— DATA FOR THIS EXERCISE —
>> start
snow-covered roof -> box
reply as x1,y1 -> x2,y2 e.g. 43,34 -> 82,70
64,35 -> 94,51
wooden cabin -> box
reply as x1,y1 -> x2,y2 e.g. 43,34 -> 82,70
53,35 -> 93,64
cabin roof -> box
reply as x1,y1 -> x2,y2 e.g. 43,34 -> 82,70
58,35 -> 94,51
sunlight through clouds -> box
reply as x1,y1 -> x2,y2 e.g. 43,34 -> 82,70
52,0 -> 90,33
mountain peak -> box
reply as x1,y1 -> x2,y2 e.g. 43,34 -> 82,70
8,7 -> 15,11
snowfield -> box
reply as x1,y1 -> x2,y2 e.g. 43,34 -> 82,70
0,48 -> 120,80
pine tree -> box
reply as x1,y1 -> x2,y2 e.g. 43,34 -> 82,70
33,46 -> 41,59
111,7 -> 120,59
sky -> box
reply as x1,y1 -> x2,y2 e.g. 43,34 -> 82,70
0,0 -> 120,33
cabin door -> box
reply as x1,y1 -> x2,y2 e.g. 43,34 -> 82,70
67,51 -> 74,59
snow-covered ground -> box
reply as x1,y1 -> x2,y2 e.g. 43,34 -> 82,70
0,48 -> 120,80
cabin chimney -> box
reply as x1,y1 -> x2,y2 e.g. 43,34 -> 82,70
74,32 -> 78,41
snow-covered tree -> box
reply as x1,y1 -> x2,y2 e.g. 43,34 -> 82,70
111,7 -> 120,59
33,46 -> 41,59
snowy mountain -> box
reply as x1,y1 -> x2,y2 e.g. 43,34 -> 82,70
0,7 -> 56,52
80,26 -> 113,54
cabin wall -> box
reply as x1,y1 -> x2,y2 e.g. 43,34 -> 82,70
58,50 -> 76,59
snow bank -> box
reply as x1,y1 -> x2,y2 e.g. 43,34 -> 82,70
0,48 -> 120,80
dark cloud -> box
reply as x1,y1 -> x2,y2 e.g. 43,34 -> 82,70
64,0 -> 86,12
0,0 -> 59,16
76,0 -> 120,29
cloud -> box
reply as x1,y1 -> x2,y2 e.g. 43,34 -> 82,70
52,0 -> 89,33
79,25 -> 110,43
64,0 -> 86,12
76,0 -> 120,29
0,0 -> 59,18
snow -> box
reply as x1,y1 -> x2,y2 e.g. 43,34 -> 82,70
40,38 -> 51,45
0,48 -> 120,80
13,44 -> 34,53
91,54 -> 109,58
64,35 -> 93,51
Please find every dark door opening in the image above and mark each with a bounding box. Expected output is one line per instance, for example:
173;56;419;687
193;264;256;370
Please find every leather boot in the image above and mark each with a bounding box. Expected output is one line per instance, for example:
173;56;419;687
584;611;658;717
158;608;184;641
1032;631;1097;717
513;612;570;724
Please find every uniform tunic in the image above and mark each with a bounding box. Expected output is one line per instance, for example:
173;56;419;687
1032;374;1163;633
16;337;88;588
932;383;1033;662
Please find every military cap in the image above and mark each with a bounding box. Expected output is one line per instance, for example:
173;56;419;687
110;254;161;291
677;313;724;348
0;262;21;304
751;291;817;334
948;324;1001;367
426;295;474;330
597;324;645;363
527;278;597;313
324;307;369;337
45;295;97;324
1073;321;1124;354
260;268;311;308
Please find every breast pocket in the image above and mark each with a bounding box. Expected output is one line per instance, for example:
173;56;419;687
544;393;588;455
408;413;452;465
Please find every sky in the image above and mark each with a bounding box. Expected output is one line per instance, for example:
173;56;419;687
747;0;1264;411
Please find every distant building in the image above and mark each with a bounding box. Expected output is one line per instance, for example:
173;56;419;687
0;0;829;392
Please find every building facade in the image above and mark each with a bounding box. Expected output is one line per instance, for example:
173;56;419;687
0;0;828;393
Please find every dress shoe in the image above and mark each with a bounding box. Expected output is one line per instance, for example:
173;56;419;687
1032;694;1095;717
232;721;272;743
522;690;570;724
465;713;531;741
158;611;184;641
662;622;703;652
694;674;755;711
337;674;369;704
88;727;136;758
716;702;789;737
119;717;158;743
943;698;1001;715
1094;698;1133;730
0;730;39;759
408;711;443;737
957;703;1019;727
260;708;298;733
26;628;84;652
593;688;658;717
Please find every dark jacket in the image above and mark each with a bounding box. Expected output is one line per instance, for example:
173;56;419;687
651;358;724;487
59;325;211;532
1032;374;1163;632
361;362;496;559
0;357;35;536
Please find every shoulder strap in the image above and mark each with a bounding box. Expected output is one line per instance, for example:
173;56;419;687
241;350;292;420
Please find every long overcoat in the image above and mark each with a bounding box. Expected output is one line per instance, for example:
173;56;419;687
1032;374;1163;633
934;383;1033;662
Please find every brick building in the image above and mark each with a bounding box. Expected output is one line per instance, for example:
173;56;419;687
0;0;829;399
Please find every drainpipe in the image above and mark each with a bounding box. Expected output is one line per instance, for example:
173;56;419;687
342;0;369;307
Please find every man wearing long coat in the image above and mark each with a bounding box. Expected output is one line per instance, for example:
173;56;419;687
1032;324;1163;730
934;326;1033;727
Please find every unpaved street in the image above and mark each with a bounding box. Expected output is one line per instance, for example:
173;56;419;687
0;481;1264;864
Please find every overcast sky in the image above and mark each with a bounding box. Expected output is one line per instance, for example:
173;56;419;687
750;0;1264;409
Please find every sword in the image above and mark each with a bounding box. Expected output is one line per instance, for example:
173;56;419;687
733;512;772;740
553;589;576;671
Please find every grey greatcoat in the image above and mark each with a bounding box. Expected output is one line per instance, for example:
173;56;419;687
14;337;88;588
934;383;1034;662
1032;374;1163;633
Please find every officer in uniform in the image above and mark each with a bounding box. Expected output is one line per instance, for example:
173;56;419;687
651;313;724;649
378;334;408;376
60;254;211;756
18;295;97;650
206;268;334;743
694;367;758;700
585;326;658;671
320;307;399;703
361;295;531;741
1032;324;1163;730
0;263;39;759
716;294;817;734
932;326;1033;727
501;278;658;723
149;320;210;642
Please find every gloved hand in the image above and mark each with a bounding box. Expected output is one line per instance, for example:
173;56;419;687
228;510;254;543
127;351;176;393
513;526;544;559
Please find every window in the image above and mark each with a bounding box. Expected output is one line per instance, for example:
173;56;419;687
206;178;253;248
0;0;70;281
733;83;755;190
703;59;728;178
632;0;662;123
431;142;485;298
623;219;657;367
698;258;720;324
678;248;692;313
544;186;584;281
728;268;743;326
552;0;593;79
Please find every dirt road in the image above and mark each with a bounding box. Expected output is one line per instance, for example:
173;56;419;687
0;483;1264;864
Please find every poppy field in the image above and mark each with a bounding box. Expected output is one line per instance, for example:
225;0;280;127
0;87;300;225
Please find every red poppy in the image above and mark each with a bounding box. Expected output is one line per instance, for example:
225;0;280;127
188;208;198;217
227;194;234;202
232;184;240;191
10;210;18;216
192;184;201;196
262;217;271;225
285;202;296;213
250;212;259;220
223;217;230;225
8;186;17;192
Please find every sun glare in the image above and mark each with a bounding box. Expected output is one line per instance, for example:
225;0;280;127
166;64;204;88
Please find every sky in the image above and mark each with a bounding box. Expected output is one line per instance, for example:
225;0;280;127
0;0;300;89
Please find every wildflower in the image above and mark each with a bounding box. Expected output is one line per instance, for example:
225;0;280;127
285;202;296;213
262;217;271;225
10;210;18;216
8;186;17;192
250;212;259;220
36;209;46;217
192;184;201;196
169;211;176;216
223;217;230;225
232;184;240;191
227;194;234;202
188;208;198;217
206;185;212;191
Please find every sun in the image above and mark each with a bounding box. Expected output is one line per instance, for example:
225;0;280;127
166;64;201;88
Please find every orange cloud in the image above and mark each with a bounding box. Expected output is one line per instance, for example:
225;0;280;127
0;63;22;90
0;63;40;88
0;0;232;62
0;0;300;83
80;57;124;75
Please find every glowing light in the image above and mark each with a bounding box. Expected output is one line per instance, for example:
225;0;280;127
>> end
— SHORT EXERCISE —
List every line of the entries above that contains the word "door", matching case exactly.

— RESULT FOR THIS EXERCISE —
cabin door -> box
Please find every dark door opening in the image above and mark each with a bounding box. Expected output is one line per instance, for example:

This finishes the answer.